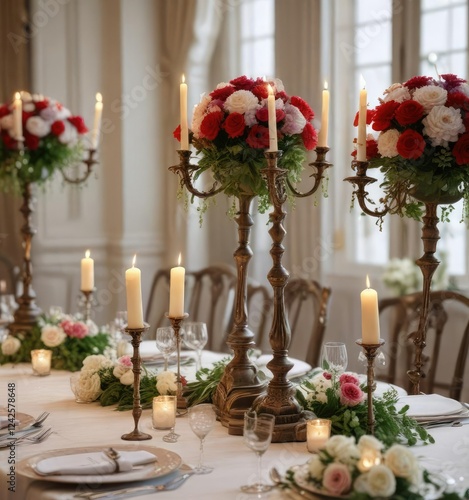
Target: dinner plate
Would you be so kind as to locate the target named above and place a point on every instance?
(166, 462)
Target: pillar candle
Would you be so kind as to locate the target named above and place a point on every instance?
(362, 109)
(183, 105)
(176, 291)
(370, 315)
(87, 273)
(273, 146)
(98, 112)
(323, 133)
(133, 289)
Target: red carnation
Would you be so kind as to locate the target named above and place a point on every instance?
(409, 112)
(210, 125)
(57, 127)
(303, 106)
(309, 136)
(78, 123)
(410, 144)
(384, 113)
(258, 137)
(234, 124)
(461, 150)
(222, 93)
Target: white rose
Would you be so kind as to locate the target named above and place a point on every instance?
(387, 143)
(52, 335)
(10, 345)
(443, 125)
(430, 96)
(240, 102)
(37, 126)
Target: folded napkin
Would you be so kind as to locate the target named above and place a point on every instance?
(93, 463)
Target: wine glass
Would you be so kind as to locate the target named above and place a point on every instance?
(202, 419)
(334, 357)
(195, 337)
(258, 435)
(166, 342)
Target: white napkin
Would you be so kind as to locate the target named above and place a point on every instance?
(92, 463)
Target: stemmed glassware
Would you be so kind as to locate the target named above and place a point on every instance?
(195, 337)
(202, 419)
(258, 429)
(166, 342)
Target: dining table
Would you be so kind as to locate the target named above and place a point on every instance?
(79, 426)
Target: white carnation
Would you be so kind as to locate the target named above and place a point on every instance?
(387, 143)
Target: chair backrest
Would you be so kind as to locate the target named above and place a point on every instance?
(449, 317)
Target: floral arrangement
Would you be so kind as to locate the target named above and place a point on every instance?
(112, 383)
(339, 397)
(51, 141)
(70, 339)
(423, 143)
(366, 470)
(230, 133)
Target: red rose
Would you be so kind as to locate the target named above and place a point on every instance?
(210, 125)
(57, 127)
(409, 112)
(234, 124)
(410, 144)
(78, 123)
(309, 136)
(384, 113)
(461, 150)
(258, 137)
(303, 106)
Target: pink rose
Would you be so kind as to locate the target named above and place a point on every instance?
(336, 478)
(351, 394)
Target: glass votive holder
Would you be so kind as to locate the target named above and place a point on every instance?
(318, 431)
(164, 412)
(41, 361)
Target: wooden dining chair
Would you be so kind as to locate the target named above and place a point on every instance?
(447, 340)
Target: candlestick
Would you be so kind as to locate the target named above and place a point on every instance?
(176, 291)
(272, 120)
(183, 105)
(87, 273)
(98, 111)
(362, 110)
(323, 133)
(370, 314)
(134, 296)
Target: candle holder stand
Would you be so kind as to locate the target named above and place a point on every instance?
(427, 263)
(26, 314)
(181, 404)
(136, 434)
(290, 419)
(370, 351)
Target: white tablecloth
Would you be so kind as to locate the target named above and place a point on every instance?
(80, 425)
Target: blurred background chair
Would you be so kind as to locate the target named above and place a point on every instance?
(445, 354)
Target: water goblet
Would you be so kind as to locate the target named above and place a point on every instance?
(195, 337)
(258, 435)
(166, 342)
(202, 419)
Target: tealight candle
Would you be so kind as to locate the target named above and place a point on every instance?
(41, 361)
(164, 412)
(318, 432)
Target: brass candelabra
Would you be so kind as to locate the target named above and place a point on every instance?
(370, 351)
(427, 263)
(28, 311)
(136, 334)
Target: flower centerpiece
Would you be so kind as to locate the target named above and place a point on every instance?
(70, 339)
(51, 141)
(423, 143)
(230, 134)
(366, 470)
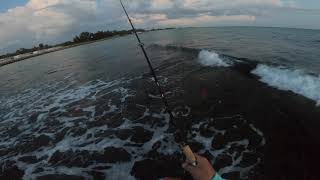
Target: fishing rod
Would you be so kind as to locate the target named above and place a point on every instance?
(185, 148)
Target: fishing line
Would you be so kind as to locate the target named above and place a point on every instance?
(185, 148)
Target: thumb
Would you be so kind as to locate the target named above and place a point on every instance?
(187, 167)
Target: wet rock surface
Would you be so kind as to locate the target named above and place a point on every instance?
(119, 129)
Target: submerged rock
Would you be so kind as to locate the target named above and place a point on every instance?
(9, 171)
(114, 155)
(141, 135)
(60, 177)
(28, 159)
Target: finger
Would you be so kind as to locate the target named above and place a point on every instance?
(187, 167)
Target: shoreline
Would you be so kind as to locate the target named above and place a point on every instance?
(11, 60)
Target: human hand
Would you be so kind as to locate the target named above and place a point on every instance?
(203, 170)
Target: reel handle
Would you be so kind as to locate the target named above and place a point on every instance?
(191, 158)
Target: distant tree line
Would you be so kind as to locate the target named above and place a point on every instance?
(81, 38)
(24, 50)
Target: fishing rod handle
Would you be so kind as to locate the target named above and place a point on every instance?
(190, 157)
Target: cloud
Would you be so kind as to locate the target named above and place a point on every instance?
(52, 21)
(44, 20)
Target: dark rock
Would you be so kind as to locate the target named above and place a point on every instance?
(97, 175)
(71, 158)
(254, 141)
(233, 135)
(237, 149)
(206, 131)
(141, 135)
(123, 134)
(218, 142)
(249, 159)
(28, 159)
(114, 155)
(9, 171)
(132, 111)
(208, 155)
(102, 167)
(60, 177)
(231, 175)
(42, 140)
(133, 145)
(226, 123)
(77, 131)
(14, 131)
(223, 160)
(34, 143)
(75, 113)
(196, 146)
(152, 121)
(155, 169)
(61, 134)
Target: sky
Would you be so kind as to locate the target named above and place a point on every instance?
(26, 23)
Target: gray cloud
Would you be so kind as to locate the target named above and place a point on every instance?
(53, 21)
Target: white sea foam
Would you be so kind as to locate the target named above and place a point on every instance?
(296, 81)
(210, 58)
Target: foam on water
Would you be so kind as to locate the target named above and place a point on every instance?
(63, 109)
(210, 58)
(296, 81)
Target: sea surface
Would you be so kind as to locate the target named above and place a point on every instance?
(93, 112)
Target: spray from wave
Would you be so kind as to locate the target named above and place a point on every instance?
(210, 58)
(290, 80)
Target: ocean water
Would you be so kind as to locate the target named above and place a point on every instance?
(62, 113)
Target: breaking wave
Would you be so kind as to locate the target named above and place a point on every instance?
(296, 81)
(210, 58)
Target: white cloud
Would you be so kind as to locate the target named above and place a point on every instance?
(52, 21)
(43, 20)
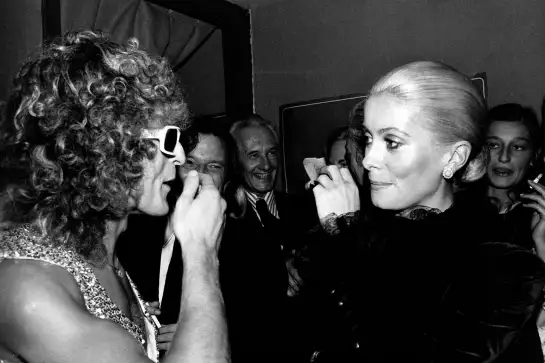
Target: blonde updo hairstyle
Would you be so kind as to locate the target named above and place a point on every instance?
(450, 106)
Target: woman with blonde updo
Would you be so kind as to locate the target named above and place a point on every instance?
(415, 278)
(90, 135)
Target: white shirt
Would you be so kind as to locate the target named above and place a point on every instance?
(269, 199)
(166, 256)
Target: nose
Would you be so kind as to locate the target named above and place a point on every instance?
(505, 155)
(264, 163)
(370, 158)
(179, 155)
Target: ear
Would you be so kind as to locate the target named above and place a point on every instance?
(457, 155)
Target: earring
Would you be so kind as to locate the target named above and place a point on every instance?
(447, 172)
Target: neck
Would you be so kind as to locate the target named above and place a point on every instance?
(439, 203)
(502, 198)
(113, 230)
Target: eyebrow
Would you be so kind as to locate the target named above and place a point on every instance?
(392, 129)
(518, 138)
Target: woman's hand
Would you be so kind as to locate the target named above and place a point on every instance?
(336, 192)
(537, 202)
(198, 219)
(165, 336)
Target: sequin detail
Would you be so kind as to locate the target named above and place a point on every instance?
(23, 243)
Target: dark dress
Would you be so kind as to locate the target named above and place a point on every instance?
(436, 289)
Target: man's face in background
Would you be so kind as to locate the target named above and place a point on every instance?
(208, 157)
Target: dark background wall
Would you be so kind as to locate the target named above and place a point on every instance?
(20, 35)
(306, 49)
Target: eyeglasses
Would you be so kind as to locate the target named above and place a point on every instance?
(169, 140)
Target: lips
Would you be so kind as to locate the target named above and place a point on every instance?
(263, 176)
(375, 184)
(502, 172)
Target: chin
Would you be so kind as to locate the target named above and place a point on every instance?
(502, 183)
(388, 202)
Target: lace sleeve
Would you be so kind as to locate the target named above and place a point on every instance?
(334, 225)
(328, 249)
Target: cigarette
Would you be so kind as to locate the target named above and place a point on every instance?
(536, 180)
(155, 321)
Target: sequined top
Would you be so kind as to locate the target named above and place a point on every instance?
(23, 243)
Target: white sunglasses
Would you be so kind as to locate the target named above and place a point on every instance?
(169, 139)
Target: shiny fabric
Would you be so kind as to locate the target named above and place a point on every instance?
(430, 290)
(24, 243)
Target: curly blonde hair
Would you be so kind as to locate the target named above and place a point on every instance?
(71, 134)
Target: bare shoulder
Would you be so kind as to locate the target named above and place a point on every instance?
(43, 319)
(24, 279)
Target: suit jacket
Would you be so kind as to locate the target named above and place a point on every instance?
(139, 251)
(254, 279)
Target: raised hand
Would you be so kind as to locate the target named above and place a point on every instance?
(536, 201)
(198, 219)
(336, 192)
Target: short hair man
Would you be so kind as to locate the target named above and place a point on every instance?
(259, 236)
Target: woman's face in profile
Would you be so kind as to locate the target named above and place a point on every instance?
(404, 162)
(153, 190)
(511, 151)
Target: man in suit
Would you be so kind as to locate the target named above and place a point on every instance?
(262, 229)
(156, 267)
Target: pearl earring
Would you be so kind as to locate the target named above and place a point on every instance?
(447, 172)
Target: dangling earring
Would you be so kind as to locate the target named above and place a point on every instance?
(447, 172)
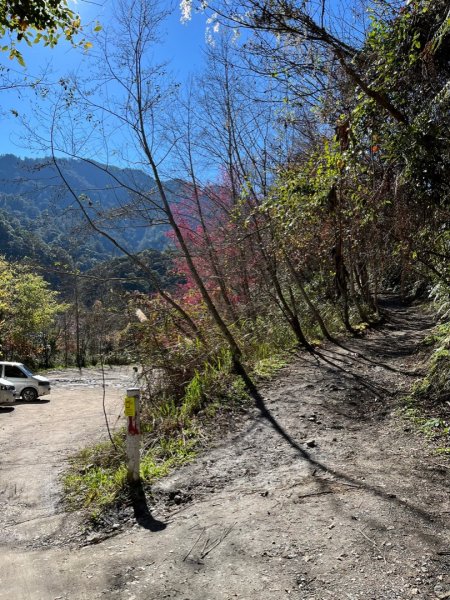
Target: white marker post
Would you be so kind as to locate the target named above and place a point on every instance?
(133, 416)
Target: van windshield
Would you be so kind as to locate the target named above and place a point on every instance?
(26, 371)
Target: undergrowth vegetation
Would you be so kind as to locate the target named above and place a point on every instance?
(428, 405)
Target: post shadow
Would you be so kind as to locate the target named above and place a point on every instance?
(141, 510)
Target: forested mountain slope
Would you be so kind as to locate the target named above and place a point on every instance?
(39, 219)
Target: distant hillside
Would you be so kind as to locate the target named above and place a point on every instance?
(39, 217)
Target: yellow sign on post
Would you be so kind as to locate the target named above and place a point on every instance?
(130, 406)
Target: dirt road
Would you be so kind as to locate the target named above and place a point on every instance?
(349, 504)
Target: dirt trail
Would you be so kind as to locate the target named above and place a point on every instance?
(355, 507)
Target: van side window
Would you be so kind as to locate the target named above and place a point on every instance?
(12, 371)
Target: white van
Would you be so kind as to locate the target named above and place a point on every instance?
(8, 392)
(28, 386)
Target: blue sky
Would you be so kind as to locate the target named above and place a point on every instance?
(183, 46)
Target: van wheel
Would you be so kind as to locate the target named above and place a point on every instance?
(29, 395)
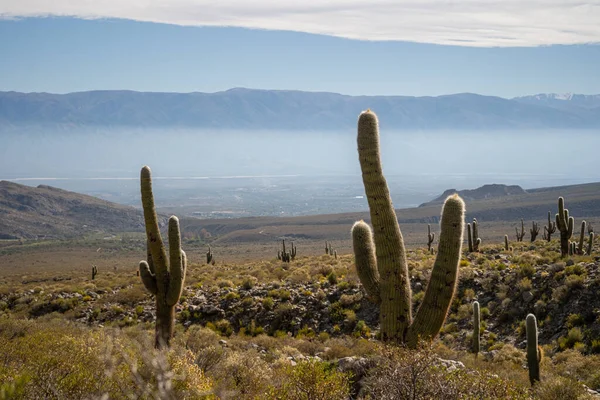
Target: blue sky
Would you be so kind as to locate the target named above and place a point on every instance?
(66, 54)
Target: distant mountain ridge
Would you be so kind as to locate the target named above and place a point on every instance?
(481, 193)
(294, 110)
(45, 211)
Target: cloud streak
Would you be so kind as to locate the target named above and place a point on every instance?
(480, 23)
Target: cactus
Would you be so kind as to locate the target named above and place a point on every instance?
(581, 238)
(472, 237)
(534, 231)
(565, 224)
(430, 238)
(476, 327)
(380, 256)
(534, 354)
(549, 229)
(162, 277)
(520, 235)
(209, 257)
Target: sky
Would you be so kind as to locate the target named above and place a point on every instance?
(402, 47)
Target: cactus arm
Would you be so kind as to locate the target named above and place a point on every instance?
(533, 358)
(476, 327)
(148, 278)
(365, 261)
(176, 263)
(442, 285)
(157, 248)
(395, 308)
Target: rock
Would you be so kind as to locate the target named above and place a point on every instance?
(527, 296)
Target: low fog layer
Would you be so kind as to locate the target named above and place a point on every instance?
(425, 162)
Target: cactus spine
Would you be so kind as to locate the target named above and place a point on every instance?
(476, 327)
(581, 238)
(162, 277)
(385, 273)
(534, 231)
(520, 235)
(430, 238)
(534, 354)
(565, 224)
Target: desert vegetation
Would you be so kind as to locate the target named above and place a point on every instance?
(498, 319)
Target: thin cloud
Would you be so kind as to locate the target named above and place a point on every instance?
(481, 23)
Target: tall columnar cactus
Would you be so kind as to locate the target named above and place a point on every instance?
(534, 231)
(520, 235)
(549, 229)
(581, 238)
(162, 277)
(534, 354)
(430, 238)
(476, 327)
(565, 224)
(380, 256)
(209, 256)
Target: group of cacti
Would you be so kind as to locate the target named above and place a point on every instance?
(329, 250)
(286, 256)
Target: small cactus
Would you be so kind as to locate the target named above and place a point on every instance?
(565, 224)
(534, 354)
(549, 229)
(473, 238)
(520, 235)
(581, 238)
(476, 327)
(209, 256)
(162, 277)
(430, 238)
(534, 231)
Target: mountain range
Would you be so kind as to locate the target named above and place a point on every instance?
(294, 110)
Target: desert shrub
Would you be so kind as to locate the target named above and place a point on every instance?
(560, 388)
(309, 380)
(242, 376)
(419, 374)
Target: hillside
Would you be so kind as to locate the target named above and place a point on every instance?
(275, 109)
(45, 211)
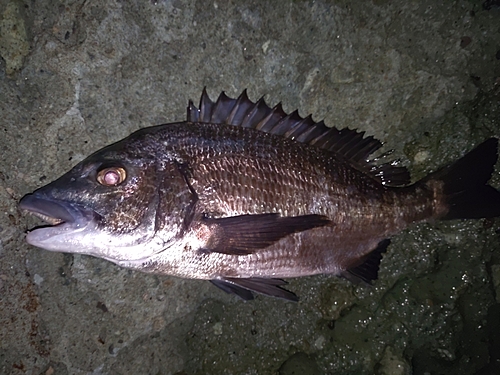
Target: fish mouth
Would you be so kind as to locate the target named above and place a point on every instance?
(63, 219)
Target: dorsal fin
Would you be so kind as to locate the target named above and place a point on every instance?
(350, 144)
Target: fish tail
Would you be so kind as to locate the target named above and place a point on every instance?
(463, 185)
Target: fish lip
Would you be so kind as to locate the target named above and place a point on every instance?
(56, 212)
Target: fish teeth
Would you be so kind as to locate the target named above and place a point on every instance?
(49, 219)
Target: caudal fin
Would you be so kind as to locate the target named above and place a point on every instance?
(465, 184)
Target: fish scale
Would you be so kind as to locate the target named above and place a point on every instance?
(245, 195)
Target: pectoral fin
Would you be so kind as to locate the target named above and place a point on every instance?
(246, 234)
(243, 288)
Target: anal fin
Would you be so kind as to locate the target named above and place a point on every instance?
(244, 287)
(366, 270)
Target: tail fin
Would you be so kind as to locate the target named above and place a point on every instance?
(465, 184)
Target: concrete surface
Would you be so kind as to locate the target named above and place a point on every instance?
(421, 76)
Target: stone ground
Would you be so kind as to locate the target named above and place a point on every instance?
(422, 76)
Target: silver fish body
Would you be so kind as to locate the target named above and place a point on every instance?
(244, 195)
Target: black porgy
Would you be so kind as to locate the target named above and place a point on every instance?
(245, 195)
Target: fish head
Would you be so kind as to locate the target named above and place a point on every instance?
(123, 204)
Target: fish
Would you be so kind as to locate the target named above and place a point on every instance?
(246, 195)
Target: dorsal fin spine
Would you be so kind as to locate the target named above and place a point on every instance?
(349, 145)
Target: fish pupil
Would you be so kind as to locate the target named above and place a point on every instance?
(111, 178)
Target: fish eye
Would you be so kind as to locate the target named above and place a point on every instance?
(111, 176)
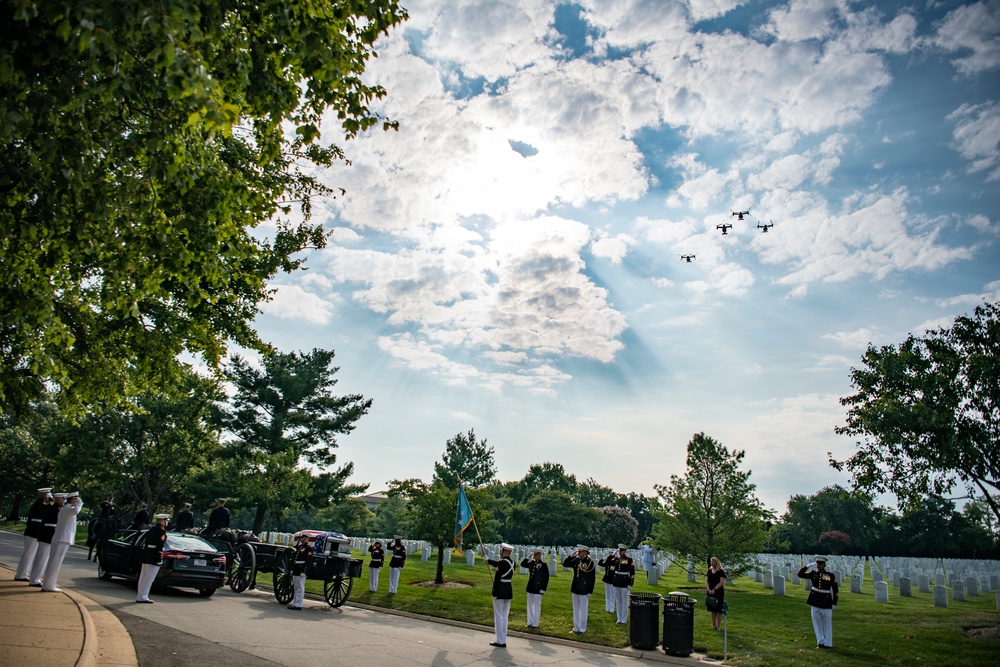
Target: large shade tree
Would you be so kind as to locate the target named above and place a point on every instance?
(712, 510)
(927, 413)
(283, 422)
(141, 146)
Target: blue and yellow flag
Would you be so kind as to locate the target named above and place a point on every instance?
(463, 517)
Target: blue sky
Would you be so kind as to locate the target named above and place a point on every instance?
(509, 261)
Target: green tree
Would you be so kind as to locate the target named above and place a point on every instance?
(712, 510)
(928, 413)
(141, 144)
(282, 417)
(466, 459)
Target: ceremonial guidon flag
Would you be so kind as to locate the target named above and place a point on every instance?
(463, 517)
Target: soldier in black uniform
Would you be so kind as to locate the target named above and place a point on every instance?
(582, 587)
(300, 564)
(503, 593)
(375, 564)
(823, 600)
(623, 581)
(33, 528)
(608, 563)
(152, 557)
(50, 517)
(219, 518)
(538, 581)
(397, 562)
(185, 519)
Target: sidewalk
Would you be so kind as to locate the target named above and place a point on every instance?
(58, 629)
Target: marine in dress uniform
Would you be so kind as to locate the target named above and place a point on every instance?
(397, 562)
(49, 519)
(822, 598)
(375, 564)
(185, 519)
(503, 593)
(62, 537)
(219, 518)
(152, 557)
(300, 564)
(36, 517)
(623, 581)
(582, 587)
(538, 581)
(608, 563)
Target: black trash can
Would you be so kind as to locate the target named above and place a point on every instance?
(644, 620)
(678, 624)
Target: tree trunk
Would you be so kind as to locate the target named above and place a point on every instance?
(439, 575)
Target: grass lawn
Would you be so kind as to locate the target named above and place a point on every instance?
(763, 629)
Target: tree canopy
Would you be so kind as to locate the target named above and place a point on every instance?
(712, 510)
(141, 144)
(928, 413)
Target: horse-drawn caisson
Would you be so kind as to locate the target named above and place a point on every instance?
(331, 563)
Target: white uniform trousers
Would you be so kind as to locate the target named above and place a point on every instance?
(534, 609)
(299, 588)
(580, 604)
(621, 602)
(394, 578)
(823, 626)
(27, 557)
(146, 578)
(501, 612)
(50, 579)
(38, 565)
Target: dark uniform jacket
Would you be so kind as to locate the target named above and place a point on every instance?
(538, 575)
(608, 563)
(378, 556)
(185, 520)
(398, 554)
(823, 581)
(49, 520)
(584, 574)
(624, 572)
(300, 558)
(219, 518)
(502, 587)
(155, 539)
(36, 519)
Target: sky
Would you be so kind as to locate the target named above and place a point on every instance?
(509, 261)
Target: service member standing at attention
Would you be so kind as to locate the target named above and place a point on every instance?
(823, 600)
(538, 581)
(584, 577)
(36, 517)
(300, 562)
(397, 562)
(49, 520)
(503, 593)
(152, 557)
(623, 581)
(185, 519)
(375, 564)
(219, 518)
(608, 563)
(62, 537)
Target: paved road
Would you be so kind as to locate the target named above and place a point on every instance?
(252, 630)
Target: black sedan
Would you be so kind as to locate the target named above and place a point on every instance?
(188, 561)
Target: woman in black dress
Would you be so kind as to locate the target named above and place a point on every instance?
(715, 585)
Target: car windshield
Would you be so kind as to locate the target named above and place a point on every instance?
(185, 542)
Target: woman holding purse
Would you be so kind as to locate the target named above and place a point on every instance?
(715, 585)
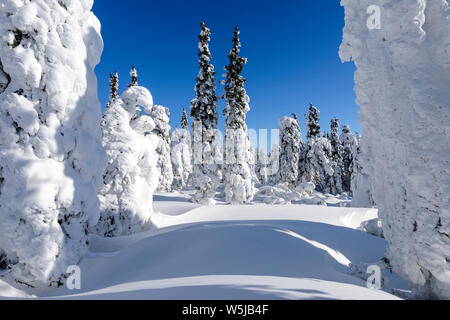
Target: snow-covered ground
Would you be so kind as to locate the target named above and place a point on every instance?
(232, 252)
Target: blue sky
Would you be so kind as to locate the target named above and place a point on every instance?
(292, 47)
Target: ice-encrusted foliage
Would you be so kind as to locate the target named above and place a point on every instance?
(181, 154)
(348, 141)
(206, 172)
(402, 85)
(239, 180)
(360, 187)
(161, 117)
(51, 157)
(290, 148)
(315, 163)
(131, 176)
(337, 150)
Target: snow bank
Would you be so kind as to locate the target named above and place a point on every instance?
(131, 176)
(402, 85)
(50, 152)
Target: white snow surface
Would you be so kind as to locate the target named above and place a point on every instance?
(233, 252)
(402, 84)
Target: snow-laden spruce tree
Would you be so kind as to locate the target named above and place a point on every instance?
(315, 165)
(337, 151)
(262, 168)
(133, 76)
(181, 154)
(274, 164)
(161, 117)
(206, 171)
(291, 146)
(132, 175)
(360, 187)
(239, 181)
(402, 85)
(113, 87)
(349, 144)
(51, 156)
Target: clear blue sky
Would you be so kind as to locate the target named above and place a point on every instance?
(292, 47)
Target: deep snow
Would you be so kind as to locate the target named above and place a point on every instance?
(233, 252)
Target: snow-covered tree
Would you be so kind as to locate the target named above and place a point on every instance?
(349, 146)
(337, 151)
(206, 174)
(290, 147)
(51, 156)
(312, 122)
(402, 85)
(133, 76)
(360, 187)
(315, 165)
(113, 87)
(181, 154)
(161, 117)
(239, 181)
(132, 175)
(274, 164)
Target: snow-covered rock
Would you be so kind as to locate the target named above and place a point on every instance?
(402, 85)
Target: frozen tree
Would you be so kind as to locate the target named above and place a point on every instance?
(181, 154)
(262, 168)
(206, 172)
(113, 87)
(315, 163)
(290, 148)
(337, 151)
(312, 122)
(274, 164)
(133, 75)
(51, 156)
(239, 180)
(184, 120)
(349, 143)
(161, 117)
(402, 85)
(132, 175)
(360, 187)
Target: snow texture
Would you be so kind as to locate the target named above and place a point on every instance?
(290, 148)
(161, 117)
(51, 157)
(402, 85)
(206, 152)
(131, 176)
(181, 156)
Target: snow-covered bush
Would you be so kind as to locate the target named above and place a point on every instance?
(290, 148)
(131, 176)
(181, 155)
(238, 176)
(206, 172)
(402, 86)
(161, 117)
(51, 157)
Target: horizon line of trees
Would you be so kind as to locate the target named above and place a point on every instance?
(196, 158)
◆ ◆ ◆
* _Exercise_
Nothing but the lines from the line with "Target: snow texture" to the last line of the listing above should appear; please retype them exactly, both ends included.

* _Reply_
Target: snow texture
Would you be so kind as to locate the target named above and place a point on every instance?
(290, 148)
(161, 117)
(51, 157)
(402, 85)
(206, 152)
(131, 176)
(181, 156)
Target: snow-covered bush
Would you be so kind as to locate the target named above and place a point on every instance?
(290, 148)
(131, 176)
(181, 155)
(238, 176)
(206, 172)
(402, 86)
(161, 117)
(51, 157)
Target: horizon line of trees
Would you be so kind as to locate the target named above and place a point on every instance?
(196, 158)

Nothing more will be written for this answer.